## Tasks to complete
- a) In the grief piece, rewrite the passage starting with "OK, first is" and going on through "for a second.", changing "conscious decision" to "deliberate choice".
- b) According to the grief piece, over what period has the writer learned things about grief?

***** Selected extract *****

Today is one of those days. I look around and I think…is this REALLY my life?! Don’t take that the wrong way. I am thankful for many things in my life, but today the reality of my life just hit me again. And. It. Stinks.

A friend texted me and said, “A lot of people think it’s only hard on birthdays or anniversaries of special dates, but then just a Wednesday happens”.

Boy, was she ever right! Grief has a way of hitting you over and over again no matter how long it has been since you lost that special person. And, it doesn’t matter who it was that you lost either.

Moms, dads, brothers, sisters, grandparents, children, friends, spouses…no matter who it was that disappeared from your life, the grief that hits you on a Wednesday feels exactly the same as the grief that hit you on the day your person died.

I have learned quite a few things about grief over the past year and a half. I am so thankful that I have had the privilege of getting to know lots of other people who are on the grief road with me. Every story, every tear, every heartache that I’ve heard stays with me. I try so hard to keep each persons story and loss straight in my mind. I don’t ever want to forget that I am not the only one traveling this lonely road. That’s easy to forget when the Wednesday’s hit.

Throughout all of my conversations with literally hundreds of different people over the past year (and a half…), I have picked up on some things that I would like to address. You will either agree or disagree with what I am about to say…and you are entitled to your opinion of course. However, I would ask that you truly THINK about the things I am going to say before you respond to them. Deal?

OK, first is the issue of dating after becoming a widow or widower. I have encountered many, Many, MANY different opinions on this subject and I have given it a lot of thought. When a person who has lost his/her spouse decides to date again he/she is making a conscious decision to keep on living.

Let that sink in for a second.

***** Dataset extract *****

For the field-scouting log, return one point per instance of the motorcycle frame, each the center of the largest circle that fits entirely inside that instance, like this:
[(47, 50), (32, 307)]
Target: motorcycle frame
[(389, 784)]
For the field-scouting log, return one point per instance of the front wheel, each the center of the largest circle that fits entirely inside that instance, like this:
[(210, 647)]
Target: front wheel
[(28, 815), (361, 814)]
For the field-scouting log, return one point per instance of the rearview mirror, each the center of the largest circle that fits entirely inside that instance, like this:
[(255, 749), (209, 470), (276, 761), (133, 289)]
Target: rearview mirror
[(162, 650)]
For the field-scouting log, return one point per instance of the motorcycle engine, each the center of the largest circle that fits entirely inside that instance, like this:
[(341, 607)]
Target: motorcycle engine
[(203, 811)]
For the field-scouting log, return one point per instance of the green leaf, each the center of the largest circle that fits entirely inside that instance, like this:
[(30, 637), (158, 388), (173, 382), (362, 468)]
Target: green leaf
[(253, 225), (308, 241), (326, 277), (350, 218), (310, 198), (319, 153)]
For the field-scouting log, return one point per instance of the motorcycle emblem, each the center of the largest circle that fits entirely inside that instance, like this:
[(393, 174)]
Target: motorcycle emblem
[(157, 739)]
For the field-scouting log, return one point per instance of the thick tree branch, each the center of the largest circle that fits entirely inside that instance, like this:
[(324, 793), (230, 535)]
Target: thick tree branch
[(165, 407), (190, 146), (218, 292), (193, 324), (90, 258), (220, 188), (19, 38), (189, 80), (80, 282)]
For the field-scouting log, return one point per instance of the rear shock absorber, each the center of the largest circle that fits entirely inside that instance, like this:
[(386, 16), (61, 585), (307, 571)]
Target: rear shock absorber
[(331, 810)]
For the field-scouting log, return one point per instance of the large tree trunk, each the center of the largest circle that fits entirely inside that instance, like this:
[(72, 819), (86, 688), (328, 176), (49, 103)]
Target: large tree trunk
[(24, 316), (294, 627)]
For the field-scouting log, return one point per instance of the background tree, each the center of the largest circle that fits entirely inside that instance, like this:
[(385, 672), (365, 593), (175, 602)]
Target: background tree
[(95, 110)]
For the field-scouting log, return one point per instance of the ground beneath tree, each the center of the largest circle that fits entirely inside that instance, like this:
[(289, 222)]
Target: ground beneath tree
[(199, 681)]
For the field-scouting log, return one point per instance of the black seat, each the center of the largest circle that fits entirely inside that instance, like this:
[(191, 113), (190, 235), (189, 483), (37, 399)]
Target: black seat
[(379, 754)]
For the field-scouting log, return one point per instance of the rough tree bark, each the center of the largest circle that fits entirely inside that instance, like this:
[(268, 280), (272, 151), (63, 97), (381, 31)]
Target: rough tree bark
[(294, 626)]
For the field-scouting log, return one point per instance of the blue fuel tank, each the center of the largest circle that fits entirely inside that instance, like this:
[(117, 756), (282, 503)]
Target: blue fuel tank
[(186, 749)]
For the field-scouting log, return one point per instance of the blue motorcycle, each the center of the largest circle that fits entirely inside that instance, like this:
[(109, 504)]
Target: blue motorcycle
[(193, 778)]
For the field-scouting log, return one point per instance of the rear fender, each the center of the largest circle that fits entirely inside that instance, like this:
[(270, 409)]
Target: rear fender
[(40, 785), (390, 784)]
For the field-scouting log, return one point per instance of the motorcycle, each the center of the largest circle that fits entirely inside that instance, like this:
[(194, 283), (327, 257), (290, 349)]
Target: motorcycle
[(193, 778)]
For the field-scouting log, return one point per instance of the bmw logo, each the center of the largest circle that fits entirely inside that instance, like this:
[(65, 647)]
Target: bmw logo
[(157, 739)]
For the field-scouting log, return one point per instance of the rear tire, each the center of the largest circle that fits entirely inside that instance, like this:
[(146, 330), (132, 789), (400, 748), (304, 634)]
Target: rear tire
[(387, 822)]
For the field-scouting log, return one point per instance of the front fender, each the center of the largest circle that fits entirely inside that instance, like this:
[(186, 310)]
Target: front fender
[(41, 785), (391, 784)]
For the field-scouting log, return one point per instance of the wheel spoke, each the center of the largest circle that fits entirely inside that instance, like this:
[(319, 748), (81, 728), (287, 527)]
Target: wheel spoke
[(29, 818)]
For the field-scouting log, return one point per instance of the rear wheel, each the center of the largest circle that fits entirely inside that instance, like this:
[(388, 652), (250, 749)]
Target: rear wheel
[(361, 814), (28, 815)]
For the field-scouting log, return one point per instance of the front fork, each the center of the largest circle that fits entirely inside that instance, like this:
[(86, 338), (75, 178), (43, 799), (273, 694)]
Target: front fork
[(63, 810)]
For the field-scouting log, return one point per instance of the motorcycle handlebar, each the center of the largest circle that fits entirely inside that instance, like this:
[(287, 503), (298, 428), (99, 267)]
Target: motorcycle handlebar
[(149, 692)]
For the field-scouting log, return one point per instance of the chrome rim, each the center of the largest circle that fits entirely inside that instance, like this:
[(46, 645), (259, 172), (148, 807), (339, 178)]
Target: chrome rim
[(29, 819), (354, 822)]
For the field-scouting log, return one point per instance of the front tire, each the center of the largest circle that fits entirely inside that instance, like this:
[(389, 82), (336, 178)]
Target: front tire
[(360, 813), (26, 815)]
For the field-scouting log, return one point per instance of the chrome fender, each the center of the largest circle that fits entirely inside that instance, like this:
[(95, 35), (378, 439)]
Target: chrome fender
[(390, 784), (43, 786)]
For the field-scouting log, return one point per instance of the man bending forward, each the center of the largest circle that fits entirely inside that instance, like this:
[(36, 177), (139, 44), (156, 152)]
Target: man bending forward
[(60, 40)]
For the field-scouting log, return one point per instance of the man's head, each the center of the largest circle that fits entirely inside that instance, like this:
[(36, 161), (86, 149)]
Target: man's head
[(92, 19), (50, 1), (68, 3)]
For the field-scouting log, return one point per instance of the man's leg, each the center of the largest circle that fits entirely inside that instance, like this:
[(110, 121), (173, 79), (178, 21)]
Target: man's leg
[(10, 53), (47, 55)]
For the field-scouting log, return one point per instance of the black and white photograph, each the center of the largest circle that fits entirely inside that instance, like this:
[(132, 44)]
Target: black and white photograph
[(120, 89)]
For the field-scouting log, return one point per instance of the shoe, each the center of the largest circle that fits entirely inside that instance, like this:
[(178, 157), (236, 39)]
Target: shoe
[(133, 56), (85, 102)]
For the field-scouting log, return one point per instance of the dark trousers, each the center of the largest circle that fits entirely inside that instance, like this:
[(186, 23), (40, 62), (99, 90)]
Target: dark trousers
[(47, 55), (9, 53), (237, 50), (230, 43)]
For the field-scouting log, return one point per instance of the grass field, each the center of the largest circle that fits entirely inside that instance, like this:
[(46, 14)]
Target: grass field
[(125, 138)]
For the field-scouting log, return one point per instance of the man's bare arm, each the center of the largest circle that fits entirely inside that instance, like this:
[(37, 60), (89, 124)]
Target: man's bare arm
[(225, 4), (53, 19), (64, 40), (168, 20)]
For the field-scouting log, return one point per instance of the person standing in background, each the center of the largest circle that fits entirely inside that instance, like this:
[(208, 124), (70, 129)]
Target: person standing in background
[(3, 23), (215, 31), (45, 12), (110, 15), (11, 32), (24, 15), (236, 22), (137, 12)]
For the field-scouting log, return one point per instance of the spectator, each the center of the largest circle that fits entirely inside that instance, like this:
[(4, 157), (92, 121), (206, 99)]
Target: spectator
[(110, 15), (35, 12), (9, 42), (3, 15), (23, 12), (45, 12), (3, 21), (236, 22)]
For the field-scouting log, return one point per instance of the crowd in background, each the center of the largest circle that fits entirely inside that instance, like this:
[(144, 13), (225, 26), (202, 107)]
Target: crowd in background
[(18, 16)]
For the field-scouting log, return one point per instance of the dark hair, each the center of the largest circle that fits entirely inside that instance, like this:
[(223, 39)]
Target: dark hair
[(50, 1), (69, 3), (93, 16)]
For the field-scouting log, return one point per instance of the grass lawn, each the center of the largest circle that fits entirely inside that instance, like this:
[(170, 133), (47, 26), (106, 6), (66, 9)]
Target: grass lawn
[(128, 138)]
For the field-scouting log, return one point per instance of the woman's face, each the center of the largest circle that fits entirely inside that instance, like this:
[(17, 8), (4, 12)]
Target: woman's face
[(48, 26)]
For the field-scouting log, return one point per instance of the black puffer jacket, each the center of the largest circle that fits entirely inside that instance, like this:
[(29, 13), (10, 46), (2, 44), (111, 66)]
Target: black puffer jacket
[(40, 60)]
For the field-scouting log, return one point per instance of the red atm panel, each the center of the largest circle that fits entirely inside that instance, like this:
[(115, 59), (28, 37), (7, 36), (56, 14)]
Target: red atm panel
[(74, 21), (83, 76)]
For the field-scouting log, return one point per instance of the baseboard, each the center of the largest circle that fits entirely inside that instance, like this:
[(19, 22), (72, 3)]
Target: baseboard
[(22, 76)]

*****

## Answer section
- a)
OK, first is the issue of dating after becoming a widow or widower. I have encountered many, Many, MANY different opinions on this subject and I have given it a lot of thought. When a person who has lost his/her spouse decides to date again he/she is making a deliberate choice to keep on living.

Let that sink in for a second.

- b) The past year and a half.